#### DATA PROVIDED:
⟨
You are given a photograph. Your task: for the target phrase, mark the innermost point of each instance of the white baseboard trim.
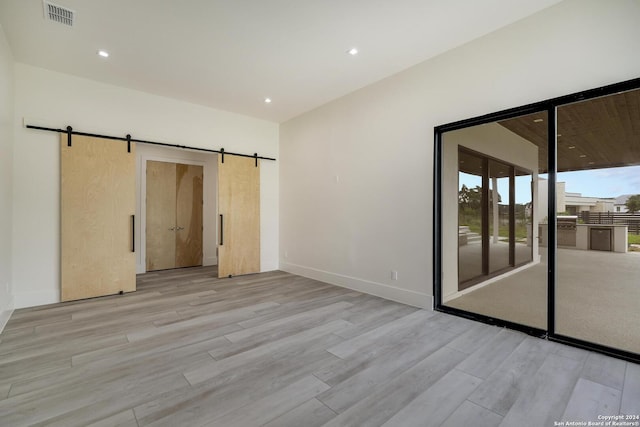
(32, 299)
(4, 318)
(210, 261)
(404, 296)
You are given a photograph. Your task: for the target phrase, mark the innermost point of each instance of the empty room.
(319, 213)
⟩
⟨
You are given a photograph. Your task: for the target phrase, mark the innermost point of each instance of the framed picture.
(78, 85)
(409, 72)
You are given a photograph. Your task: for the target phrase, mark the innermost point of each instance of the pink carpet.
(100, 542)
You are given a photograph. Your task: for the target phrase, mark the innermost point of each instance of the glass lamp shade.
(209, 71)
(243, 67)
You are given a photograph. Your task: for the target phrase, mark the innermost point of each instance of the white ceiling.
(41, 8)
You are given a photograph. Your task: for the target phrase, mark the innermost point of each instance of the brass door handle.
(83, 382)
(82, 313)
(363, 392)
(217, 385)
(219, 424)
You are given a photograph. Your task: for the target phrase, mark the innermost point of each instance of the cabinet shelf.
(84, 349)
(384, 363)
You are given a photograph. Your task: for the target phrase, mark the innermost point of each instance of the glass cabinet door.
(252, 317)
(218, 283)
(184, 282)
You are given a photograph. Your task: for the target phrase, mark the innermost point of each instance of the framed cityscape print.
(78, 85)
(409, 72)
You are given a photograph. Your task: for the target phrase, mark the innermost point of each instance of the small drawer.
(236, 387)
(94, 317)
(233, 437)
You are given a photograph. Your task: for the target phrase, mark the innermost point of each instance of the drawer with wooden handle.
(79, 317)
⟩
#### TASK INSTRUCTIONS:
Count the lines in the records above that contain the string "glass", treating uppercase and lowercase as distinct, and reply with only the number.

#### EXERCISE SOLUTION:
2